» **Exercise objective**
Which lines run from the one containing "of the beige" to the end of the entries? Quote them exactly, and nothing else.

▬▬▬

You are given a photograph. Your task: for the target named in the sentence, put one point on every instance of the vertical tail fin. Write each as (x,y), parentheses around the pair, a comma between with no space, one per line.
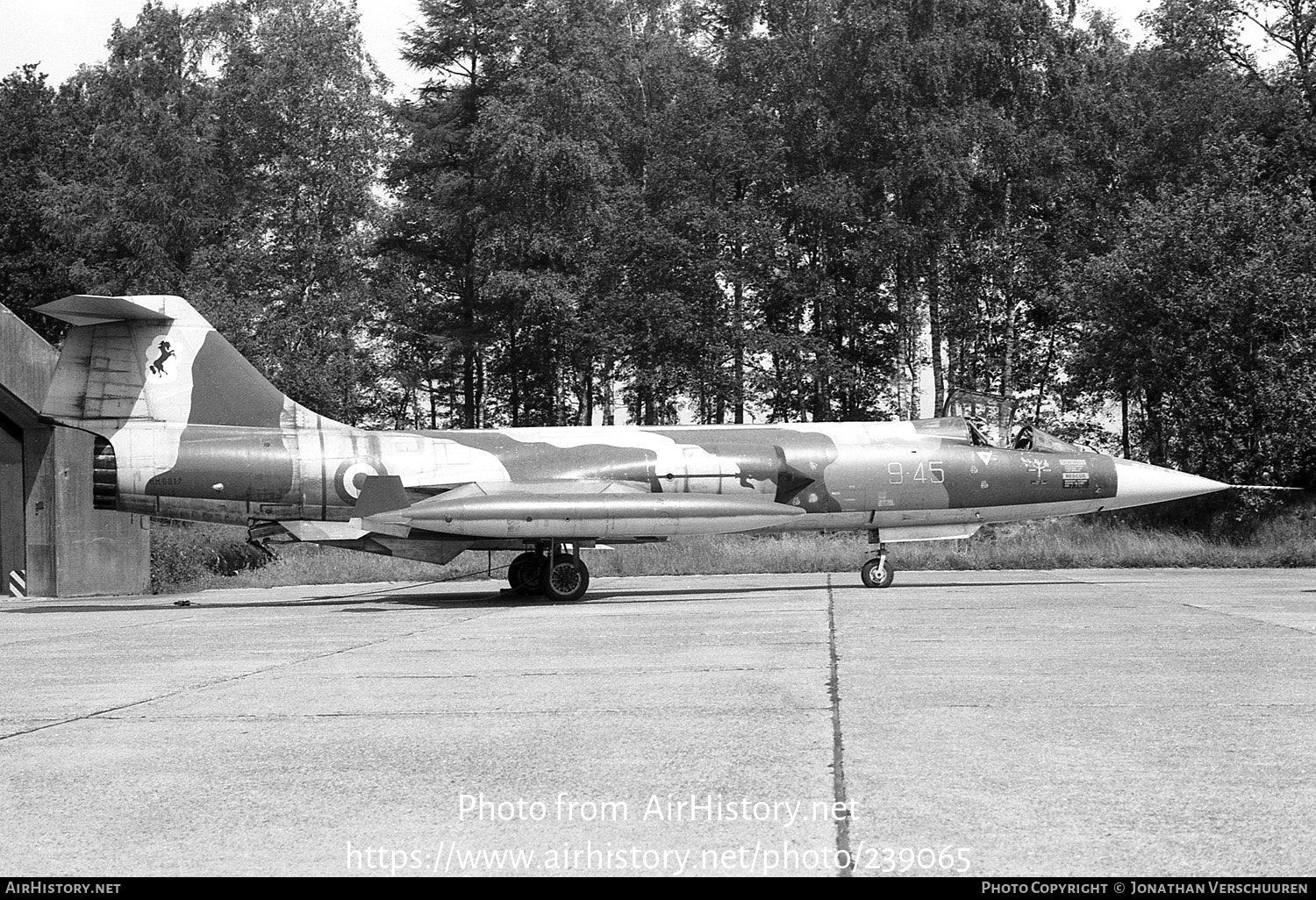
(155,360)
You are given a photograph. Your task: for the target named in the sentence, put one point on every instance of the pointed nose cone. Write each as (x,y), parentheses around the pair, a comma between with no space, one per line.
(1137,484)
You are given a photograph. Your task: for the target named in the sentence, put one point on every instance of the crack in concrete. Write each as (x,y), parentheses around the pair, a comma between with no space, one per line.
(842,824)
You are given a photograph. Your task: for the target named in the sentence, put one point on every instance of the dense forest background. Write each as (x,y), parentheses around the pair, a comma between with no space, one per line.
(711,211)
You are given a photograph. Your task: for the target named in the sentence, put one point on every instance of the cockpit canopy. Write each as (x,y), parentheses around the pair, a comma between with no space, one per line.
(968,431)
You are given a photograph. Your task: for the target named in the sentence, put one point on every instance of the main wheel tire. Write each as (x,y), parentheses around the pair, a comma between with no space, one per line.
(526,574)
(878,573)
(566,579)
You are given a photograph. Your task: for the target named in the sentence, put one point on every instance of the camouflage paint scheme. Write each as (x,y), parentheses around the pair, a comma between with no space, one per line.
(197,433)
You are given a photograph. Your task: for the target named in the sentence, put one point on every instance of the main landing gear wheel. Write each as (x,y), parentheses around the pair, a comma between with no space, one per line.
(566,579)
(878,573)
(526,574)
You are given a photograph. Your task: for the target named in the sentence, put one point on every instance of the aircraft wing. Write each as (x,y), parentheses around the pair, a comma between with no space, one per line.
(563,511)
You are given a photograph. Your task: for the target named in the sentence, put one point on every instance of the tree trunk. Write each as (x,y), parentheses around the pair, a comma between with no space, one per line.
(939,376)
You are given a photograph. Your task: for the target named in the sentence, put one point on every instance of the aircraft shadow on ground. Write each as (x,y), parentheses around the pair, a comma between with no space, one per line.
(486,599)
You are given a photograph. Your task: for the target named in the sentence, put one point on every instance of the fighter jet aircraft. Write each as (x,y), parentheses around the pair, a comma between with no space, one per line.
(189,429)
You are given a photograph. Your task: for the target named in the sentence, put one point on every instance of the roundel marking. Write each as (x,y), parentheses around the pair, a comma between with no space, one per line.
(350,478)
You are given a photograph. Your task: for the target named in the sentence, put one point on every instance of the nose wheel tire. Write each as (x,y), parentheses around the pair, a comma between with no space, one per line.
(566,579)
(878,573)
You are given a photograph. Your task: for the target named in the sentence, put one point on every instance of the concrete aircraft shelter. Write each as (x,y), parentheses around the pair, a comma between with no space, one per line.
(52,541)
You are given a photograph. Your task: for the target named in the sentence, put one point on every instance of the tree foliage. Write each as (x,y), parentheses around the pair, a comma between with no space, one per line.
(716,211)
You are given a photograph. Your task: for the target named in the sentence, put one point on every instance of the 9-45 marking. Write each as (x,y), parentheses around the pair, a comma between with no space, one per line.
(902,860)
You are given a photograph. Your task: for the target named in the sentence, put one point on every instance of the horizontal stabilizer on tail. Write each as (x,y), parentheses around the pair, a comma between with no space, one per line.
(89,310)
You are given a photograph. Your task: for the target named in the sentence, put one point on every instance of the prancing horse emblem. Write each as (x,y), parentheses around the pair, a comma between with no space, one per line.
(158,366)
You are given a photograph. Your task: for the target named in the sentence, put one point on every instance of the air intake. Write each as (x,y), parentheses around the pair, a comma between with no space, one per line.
(104,476)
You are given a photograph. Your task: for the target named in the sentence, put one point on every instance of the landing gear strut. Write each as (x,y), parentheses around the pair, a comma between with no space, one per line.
(550,570)
(878,571)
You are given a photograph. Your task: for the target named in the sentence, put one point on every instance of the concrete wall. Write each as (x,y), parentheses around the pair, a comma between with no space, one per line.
(68,547)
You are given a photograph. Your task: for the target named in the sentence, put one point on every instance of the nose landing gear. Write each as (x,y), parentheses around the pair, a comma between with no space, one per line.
(878,571)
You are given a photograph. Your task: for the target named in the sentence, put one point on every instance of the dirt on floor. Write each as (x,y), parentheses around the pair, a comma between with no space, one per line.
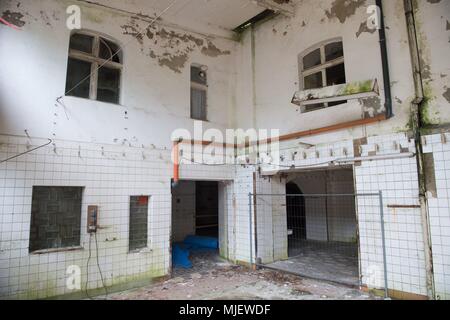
(216,279)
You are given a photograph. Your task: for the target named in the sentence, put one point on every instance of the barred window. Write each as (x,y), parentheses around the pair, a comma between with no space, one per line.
(322,66)
(138,236)
(55,218)
(199,91)
(85,79)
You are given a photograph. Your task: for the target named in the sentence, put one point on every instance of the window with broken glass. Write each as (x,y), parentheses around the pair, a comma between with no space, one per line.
(321,67)
(199,91)
(94,68)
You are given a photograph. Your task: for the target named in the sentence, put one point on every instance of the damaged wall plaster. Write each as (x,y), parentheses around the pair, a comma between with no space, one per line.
(343,9)
(171,49)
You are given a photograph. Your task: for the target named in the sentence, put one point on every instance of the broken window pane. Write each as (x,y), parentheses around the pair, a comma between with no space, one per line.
(198,75)
(78,71)
(314,107)
(313,81)
(138,236)
(108,85)
(312,59)
(334,50)
(81,42)
(55,218)
(198,104)
(336,75)
(109,50)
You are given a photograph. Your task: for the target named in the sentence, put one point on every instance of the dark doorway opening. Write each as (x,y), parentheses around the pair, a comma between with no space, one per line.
(195,226)
(296,215)
(207,209)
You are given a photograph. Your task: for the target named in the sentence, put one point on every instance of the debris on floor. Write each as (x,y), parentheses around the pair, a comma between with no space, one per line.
(213,278)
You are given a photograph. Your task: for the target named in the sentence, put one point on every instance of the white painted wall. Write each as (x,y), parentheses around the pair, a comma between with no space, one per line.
(116,156)
(183,210)
(155,97)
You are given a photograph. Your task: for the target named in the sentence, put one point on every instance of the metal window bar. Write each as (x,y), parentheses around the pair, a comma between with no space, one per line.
(334,237)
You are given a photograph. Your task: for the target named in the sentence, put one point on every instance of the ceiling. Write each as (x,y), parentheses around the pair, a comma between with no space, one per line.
(217,17)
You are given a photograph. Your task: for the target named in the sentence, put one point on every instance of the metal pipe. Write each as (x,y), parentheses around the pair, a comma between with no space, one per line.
(383,240)
(385,62)
(176,163)
(250,228)
(339,162)
(379,157)
(417,124)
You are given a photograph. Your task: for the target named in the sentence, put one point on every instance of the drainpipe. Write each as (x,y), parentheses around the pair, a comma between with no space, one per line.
(385,62)
(416,117)
(176,163)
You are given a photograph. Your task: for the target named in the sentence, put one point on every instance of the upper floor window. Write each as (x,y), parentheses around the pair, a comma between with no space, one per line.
(199,91)
(320,67)
(94,68)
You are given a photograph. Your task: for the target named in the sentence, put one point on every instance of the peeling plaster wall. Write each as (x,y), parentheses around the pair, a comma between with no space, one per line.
(281,40)
(432,23)
(155,91)
(113,151)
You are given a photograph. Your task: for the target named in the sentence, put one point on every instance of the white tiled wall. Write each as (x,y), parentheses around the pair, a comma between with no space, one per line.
(398,180)
(439,212)
(110,175)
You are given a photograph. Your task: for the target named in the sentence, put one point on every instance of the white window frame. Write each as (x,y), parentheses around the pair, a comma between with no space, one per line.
(96,61)
(201,87)
(322,67)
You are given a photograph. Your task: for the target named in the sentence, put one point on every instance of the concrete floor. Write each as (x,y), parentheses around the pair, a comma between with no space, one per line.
(215,279)
(336,262)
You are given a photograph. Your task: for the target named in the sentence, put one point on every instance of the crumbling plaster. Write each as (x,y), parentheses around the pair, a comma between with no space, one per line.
(434,37)
(155,90)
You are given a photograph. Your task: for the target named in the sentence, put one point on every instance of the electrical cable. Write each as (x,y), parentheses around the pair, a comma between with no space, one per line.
(50,141)
(87,267)
(98,266)
(99,269)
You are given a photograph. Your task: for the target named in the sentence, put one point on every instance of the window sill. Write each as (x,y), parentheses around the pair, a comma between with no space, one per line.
(143,250)
(118,104)
(48,251)
(342,92)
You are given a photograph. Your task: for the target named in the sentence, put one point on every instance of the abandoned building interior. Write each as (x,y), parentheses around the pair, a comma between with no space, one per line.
(107,108)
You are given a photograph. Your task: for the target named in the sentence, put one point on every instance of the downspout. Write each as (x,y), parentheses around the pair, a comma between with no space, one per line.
(385,62)
(176,163)
(416,120)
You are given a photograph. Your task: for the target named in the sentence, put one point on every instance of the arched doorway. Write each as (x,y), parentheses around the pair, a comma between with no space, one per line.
(296,217)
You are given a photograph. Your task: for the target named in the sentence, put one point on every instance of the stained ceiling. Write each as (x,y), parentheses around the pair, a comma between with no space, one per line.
(215,17)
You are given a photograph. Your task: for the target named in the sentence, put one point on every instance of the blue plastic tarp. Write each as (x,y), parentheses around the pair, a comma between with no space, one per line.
(196,242)
(180,257)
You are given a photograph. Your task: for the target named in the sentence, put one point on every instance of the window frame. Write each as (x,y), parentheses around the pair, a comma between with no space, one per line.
(322,67)
(200,87)
(95,61)
(148,242)
(75,247)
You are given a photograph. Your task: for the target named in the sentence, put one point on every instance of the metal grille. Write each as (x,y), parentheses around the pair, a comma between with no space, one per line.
(332,237)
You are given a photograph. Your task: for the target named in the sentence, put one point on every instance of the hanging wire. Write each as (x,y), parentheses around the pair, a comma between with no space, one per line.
(50,141)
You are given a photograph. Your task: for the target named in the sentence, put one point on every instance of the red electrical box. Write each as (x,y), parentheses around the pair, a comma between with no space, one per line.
(92,219)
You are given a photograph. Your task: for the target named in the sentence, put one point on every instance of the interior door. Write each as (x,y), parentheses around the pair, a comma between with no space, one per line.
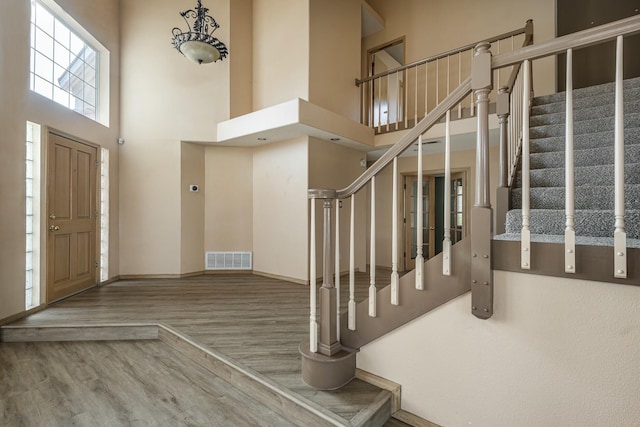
(411,219)
(71,209)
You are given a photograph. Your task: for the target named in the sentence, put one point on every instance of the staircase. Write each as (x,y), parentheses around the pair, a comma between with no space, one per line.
(593,159)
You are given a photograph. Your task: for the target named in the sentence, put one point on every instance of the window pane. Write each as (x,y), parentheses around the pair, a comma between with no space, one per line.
(61,55)
(44,19)
(43,87)
(61,96)
(62,34)
(44,43)
(76,45)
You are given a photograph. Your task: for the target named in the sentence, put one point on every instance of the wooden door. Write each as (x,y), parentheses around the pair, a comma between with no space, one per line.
(411,219)
(71,211)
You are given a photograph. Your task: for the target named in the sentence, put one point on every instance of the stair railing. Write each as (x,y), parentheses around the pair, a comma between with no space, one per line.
(566,44)
(398,98)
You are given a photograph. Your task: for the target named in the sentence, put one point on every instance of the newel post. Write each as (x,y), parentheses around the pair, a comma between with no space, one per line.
(503,194)
(328,343)
(482,214)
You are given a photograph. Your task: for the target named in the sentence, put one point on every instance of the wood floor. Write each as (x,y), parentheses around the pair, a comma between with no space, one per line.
(118,383)
(257,321)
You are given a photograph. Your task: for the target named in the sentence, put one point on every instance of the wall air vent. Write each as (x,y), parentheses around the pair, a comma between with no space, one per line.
(228,261)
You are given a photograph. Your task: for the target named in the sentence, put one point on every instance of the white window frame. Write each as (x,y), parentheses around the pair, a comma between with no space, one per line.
(62,54)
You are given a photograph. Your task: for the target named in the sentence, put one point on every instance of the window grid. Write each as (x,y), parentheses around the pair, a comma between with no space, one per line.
(29,217)
(104,214)
(63,66)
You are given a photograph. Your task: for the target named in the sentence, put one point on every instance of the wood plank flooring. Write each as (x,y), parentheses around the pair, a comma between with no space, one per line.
(118,383)
(255,320)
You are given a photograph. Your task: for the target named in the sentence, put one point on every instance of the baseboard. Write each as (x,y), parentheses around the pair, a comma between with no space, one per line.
(394,388)
(22,314)
(278,277)
(412,419)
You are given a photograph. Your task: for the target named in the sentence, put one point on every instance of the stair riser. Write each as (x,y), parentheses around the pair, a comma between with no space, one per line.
(595,140)
(585,198)
(585,102)
(589,223)
(586,126)
(587,92)
(588,157)
(592,175)
(582,114)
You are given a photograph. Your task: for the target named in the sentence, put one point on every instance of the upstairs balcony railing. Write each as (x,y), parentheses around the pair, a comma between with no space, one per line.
(325,363)
(398,98)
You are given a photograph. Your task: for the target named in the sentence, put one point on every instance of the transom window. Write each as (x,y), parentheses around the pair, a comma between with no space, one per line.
(64,67)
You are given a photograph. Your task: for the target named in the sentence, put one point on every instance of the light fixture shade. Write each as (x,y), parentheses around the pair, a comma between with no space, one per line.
(200,52)
(198,43)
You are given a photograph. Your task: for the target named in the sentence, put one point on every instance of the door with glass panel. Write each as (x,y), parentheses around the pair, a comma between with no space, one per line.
(411,219)
(433,215)
(71,210)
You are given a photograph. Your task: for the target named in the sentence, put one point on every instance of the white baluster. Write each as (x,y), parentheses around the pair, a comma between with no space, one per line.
(419,258)
(426,89)
(459,81)
(313,324)
(569,231)
(525,262)
(472,105)
(395,278)
(337,269)
(415,113)
(619,235)
(372,253)
(352,267)
(446,244)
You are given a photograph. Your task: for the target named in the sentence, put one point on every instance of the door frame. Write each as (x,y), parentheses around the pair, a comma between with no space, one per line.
(46,132)
(467,196)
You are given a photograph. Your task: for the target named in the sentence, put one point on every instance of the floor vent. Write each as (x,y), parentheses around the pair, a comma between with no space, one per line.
(228,261)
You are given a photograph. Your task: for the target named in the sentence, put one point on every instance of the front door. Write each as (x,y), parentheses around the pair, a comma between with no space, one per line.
(71,210)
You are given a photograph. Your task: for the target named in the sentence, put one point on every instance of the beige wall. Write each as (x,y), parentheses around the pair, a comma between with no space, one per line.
(281,51)
(241,60)
(192,205)
(556,352)
(332,166)
(166,99)
(280,177)
(334,52)
(19,105)
(434,26)
(228,199)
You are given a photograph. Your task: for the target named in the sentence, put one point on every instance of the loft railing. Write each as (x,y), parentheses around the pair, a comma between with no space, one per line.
(398,98)
(325,346)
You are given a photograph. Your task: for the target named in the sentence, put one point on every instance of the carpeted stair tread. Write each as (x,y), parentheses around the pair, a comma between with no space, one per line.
(580,240)
(584,175)
(585,197)
(586,92)
(584,157)
(584,126)
(596,223)
(583,141)
(558,104)
(581,114)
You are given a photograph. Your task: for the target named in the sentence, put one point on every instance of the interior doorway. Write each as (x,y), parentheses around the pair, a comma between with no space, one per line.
(387,93)
(72,171)
(433,214)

▬▬▬

» **Answer**
You are given a photograph. Your task: for the target named in the sentence, put one point on every instance of the beige wall. Write each as (x,y), parentheses around the pair, a comma between with no space, one per line.
(281,51)
(241,60)
(192,205)
(556,352)
(332,166)
(166,99)
(280,177)
(334,52)
(19,105)
(434,26)
(228,199)
You are given a photograph. Your task: for the target named in the sentence, put one point on every instance of the loft railing. Write each as (x,y), parentheses around the pair, a comma between with no space, one per line.
(398,98)
(325,346)
You are given a photograph. Your task: for the target named in the sentence, put one point on every instance of the carpeted stair tread. Write each as (x,y), parentheses around the pair, a comma between with no space, one per line.
(580,240)
(584,175)
(585,197)
(586,92)
(584,157)
(584,126)
(596,223)
(583,141)
(558,104)
(581,114)
You are given a photograph. Your task: for the target named in the sentence, put one point on every instance of the interior doorway. Write each as (x,y), parentheses around the pair, a comma between with no space, one per line.
(387,93)
(72,171)
(433,214)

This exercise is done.